**Activity:** Copy out each line of the entries below in which the string "model" appears.

**Extracted records:**
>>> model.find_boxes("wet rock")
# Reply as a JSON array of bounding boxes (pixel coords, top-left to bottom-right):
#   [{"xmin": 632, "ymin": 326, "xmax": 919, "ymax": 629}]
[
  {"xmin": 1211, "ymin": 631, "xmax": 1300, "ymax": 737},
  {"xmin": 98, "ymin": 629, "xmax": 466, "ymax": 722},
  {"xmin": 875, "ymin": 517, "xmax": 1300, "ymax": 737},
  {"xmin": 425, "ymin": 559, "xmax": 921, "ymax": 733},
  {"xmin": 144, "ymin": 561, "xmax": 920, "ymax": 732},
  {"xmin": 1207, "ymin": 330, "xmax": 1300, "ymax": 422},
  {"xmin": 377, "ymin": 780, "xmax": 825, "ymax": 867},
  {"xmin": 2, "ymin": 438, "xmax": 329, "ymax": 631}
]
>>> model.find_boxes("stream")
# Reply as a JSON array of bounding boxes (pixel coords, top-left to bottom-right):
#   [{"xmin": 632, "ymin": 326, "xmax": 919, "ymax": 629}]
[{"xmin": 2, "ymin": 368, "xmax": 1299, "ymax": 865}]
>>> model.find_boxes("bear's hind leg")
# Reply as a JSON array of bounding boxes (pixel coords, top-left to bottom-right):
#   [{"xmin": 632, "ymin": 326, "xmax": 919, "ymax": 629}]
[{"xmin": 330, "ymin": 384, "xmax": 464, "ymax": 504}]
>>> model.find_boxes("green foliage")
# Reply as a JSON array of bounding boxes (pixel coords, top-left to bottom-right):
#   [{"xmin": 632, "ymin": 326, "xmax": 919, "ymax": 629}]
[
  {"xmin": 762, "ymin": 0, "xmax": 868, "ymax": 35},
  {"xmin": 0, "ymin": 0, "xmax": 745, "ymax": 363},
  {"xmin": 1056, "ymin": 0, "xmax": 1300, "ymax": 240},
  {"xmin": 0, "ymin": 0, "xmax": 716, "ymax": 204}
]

**Solution for this problem:**
>>> model.find_boxes("wet rock")
>>> model.find_boxes("stream")
>>> model.find_boxes("bear's hind leg")
>>> model.find_boxes("green foliage")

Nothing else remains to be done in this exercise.